• Goal 1:
Rewrite the part of the RotorTree batch insertion page starting at "In-Memory Trees" and ending at "32]> = (0..1000)", using "CustomHasher" in place of "Blake3Hasher".
• Goal 2:
Answer these questions from the RotorTree batch insertion page:
(a) Besides the root, what does insert_many return for a persistent tree?
(b) By default, how many parent nodes trigger parallelization?
(c) What throughput does the pure in-memory benchmark achieve?
BEGIN Text block
Skip to main content
Batch operations are critical for high-throughput workloads. RotorTree’s insert_many provides significant performance improvements over sequential inserts by amortizing tree traversal and enabling parallelization.

Basic Usage

In-Memory Trees

use rotortree::{LeanIMT, Blake3Hasher};

let mut tree = LeanIMT::<Blake3Hasher, 4, 20>::new(Blake3Hasher);

// Prepare a batch of leaves
let leaves: Vec<[u8; 32]> = (0..1000)
    .map(|i| {
        let mut h = [0u8; 32];
        h[..4].copy_from_slice(&i.to_le_bytes());
        h
    })
    .collect();

// Insert all at once
let root = tree.insert_many(&leaves).unwrap();

Persistent Trees

use rotortree::{RotorTree, RotorTreeConfig, Blake3Hasher};
use std::path::PathBuf;

let config = RotorTreeConfig {
    path: PathBuf::from("/tmp/my-tree"),
    ..Default::default()
};

let tree = RotorTree::<Blake3Hasher, 4, 20>::open(Blake3Hasher, config).unwrap();

let leaves = vec![[1u8; 32]; 500];

// Returns root + durability token
let (root, token) = tree.insert_many(&leaves).unwrap();

// Wait for fsync to complete
token.wait();

Performance Characteristics

Sequential vs Batch

Sequential insertion (1000 leaves):
for leaf in leaves {
    tree.insert(leaf)?; // ❌ Slow: 1000 separate tree updates
}
Batch insertion (1000 leaves):
tree.insert_many(&leaves)?; // ✅ Fast: Single tree update

Why Batch is Faster

  1. Level-by-level processing: Computes all nodes at each level in one pass
  2. Reduced traversals: One upward pass instead of N passes
  3. Better cache locality: Sequential access to chunk data
  4. Parallelization opportunity: Can hash nodes in parallel (with parallel feature)
  5. Amortized Arc cloning: Fewer copy-on-write operations
From the README: The pure in-memory benchmark achieves up to ~190M leaves/sec with batch operations and the parallel feature.

Parallel Batch Processing

Enable the parallel feature to use Rayon-based parallelization:
[dependencies]
rotortree = { version = "*", features = ["parallel"] }

How It Works

When computing parent nodes during insert_many, the tree:
  1. Counts the number of parent nodes needed at each level
  2. If num_parents >= ROTORTREE_PARALLEL_THRESHOLD, uses Rayon
  3. Splits parent computation into chunks of size PAR_CHUNK_SIZE
  4. Processes chunks across multiple threads

Parallel Threshold

Control when parallelization kicks in:
# Default: parallelize when 1024+ parent nodes
export ROTORTREE_PARALLEL_THRESHOLD=1024

# More aggressive parallelization
export ROTORTREE_PARALLEL_THRESHOLD=512

# Conservative (only very large batches)
END Text block
BEGIN Entries
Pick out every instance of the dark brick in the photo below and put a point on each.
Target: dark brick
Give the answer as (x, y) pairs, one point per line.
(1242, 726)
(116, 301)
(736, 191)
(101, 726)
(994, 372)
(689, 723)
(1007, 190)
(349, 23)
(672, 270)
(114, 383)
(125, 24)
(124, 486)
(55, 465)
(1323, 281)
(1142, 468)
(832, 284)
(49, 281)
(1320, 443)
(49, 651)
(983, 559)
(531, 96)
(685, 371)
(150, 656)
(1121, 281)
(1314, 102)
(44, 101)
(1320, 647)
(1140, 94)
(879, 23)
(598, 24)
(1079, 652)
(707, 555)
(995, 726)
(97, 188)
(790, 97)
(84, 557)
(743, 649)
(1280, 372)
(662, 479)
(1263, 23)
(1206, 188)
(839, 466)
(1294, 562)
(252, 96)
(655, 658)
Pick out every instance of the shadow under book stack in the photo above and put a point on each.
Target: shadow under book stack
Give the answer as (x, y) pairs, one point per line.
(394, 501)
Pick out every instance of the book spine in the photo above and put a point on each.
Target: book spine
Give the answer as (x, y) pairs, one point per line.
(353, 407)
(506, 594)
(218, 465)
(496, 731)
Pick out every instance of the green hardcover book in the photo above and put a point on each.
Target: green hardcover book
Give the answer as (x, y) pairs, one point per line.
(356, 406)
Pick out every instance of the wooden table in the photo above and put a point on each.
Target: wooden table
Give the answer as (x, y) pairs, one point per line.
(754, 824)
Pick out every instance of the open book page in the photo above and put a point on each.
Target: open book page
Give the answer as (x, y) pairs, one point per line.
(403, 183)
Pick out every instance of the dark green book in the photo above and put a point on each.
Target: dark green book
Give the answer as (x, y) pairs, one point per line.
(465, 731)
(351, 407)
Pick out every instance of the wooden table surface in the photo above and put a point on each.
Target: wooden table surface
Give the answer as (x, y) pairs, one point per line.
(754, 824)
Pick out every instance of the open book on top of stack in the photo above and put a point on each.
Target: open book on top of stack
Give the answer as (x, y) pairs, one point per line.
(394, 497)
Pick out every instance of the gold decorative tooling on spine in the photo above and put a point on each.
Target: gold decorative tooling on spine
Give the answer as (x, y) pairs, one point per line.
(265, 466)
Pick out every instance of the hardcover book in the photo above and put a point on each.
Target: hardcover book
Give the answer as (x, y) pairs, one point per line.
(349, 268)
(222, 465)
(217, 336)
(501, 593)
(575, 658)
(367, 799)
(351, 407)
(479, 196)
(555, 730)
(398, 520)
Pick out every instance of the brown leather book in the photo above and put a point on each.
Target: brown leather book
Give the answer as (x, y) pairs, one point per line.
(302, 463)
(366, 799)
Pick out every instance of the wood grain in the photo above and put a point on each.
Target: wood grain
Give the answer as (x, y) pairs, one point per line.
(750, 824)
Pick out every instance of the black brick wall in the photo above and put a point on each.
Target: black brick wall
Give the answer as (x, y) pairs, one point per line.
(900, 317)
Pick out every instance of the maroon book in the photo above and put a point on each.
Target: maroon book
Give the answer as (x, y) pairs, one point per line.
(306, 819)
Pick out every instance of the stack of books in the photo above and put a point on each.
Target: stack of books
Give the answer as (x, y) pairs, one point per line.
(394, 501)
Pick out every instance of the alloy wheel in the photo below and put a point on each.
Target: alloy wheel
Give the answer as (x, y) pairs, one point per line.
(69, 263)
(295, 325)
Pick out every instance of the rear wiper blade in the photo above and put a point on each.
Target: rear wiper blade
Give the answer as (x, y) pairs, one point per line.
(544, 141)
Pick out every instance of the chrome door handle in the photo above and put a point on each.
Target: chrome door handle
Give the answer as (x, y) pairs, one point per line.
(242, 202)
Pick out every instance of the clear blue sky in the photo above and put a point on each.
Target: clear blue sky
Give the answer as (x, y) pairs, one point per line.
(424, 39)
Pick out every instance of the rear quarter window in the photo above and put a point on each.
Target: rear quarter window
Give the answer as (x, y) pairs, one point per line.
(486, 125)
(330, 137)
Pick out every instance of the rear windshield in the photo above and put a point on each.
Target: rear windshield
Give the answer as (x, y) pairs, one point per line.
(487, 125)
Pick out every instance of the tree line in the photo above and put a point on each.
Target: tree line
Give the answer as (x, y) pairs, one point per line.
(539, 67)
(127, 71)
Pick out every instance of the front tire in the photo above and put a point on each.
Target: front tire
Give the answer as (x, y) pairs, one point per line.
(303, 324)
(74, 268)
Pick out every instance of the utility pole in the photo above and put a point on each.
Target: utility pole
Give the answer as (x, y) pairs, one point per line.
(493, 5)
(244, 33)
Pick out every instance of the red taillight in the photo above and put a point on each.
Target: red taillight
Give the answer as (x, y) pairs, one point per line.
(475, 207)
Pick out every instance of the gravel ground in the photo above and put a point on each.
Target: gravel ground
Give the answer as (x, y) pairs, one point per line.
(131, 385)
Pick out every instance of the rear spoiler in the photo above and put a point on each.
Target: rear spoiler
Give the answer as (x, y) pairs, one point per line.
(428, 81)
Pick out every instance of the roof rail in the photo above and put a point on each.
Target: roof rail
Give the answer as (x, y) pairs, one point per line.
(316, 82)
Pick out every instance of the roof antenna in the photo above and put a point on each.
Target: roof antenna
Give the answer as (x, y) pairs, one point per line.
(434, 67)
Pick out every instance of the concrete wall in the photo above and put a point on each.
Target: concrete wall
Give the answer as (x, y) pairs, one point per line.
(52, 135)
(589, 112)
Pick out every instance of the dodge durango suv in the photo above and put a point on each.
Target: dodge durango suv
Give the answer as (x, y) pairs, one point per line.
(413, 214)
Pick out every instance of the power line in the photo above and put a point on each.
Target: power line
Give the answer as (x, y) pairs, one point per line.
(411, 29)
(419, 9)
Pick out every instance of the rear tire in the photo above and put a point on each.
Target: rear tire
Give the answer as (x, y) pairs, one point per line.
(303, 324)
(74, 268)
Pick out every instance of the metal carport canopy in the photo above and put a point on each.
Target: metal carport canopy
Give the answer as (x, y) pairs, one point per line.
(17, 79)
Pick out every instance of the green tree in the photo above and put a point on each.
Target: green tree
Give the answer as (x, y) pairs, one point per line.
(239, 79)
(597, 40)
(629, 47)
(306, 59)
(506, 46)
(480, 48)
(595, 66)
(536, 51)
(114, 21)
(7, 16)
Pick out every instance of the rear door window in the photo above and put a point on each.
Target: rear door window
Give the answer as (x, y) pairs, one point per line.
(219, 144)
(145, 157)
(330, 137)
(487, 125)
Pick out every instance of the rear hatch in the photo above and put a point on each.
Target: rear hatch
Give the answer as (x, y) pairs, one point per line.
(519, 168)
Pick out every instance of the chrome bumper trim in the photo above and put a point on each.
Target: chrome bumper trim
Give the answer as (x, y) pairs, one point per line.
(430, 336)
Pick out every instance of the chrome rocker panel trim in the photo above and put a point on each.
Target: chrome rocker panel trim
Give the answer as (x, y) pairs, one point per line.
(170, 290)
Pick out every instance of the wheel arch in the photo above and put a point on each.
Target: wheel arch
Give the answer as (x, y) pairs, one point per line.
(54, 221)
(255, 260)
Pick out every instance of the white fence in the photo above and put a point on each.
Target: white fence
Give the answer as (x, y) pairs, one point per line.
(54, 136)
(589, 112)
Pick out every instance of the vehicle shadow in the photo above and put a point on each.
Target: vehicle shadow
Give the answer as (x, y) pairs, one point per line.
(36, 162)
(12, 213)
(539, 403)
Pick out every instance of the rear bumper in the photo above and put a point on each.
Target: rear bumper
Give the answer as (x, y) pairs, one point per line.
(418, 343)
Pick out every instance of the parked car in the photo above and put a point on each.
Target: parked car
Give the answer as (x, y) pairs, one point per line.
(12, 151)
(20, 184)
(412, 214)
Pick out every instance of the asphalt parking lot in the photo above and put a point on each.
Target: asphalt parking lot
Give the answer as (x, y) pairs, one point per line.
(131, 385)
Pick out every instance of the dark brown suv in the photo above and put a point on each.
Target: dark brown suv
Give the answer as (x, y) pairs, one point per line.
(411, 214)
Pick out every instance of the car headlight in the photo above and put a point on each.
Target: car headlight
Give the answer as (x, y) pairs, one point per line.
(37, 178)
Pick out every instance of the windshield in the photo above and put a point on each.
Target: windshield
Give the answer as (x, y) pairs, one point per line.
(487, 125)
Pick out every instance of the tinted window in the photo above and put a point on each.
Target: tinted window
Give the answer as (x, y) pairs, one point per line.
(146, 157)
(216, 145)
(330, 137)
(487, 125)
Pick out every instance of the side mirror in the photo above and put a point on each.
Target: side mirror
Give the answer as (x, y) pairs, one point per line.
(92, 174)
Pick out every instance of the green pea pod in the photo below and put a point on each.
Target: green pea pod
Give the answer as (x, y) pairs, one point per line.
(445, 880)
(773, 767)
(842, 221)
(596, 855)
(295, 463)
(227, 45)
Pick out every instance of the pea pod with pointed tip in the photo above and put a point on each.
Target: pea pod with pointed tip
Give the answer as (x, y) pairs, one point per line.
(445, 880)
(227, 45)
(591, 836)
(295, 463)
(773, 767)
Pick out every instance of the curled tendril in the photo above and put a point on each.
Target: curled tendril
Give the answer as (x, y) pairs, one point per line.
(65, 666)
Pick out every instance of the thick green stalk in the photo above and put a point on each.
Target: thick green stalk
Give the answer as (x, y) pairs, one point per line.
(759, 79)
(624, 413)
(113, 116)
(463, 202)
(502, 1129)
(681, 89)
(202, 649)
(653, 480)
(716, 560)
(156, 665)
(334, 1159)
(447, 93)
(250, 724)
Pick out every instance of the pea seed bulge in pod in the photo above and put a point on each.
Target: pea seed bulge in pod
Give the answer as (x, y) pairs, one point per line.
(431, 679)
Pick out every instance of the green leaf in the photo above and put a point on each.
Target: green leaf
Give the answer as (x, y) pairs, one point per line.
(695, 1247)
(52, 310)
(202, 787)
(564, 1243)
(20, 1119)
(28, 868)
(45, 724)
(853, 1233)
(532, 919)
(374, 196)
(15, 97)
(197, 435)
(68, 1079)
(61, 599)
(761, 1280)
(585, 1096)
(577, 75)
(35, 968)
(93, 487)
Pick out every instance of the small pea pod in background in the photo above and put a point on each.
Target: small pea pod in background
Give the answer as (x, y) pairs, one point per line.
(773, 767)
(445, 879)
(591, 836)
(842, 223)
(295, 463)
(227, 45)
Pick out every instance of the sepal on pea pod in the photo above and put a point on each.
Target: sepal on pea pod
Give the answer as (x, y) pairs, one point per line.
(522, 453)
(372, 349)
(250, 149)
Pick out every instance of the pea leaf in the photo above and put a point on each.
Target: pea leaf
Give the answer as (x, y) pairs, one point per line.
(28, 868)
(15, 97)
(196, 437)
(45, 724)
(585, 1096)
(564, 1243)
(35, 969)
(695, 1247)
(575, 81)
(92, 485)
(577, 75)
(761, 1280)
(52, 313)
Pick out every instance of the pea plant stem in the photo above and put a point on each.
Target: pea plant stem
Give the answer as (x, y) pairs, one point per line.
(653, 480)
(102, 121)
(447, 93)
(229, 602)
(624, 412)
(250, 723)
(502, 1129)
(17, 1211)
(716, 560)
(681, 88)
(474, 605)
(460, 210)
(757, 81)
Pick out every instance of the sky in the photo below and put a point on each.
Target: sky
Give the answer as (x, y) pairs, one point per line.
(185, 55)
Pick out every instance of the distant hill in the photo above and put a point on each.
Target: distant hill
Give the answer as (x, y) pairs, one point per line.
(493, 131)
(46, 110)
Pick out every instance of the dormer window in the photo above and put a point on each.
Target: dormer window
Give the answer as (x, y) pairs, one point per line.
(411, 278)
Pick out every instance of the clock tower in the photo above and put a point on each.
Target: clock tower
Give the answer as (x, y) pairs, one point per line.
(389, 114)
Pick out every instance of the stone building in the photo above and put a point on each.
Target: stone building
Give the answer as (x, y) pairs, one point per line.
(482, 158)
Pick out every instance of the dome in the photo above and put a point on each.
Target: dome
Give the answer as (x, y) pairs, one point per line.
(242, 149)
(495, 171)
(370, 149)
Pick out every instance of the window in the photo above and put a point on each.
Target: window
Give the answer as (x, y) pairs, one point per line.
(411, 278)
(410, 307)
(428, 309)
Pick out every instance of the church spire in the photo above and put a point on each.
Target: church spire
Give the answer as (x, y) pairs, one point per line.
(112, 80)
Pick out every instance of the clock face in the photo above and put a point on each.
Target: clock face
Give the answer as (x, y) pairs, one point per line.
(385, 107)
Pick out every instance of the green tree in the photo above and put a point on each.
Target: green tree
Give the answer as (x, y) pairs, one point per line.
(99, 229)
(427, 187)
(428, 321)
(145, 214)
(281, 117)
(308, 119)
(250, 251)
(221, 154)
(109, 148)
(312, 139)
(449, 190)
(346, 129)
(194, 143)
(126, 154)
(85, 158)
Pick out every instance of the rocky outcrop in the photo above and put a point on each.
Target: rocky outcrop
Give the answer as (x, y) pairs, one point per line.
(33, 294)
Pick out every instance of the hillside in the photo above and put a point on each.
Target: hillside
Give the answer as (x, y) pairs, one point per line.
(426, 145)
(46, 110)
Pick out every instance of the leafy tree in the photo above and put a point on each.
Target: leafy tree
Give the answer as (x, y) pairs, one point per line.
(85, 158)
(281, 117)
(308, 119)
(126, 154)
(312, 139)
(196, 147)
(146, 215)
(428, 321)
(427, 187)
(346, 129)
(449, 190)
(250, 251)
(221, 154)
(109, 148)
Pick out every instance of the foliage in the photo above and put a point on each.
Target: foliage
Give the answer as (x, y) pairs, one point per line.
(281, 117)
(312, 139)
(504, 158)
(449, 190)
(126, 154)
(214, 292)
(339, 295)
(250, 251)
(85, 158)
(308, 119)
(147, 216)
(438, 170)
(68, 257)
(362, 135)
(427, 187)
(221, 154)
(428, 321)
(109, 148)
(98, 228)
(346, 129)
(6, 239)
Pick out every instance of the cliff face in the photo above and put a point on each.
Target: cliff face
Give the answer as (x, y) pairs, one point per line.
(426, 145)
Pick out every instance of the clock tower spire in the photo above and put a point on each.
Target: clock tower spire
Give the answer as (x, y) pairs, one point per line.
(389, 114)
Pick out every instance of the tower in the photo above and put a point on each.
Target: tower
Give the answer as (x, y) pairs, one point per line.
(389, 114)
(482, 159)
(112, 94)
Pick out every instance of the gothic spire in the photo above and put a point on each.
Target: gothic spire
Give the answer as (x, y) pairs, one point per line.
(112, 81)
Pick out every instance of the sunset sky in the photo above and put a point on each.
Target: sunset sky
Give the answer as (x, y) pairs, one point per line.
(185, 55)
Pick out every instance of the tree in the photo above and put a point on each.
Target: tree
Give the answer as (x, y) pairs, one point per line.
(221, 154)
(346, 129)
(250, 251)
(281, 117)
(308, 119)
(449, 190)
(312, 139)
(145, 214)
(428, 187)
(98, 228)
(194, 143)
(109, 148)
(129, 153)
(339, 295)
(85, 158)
END Entries
• Complete response 1:
In-Memory Trees

use rotortree::{LeanIMT, CustomHasher};

let mut tree = LeanIMT::<CustomHasher, 4, 20>::new(CustomHasher);

// Prepare a batch of leaves
let leaves: Vec<[u8; 32]> = (0..1000)

• Complete response 2:
(a) A durability token.
(b) 1024 or more parent nodes.
(c) Up to about 190M leaves/sec, with batch operations and the parallel feature.